→ **SHORT TASK A**:
In the passage about Rojava, by what name is ISIS referred to?

══ EXCERPTED PASSAGE ══

I was surrounded by teenage kids, the next generation of Kurdish freedom fighters. The previous generation had been wiped out by the ISIS meat grinder in places like Rabbia, Jezza, and Kobani. Hardcore guerrillas who had fought in the Turkish mountains for 12 years were sent to Rojava and killed within a year. Rojava is running out of fighters and ISIS, referred to as the Daash, are not. The teenagers are being sent up the front to fight and die for a country which does not yet exist.
These boy soldiers are not conscripted. They volunteered to fight.
Climbing into the raft, I crossed the river and found myself in a surreal new land. Some of this land had only been ridden of Daash a month or two prior. This region was now a part of Rojava, a place that did not really exist as an idea much less as a country until a few years ago as the Syria civil war opened up a front for Kurdish nationalism in what had been northern Syria.

═══
══ ROWS ══

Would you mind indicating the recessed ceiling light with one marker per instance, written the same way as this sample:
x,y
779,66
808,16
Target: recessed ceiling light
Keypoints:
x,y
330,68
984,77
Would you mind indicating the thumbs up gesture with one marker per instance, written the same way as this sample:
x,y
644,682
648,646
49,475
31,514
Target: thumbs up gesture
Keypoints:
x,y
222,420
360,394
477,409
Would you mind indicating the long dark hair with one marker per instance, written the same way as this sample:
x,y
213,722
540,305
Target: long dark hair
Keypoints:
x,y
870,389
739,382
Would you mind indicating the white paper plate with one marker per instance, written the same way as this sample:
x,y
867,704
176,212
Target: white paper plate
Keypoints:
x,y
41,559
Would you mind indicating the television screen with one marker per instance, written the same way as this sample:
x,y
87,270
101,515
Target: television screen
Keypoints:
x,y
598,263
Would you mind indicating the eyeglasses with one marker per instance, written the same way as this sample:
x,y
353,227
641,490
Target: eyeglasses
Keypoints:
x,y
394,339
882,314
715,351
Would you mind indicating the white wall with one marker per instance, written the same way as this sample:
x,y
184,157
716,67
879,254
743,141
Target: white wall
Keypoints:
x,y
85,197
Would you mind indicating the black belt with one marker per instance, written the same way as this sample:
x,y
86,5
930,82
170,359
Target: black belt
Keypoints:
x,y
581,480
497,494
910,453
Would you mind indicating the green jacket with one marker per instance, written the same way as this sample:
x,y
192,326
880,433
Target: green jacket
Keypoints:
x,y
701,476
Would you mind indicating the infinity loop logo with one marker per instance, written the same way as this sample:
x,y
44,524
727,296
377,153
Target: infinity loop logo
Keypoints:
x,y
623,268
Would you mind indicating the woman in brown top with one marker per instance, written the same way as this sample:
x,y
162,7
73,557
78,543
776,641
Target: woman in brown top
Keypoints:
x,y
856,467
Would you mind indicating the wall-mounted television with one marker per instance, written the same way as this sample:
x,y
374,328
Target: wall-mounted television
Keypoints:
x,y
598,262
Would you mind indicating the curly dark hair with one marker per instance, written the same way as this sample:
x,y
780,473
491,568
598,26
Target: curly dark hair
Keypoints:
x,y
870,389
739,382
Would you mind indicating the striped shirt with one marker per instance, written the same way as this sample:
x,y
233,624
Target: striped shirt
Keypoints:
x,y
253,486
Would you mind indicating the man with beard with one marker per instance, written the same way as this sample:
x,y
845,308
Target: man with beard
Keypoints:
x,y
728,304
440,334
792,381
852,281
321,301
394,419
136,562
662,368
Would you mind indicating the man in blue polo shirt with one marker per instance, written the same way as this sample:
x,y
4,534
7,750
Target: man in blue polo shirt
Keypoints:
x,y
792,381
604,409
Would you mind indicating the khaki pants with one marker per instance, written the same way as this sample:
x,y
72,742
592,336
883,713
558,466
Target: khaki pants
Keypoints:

═══

→ **SHORT TASK B**:
Find each line of the entries that contains the word "green" and copy those lines out.

→ **RESPONSE A**:
The Daash.

→ **RESPONSE B**:
Would you mind indicating the green jacket with one marker per instance, written the same way as this sample:
Target: green jacket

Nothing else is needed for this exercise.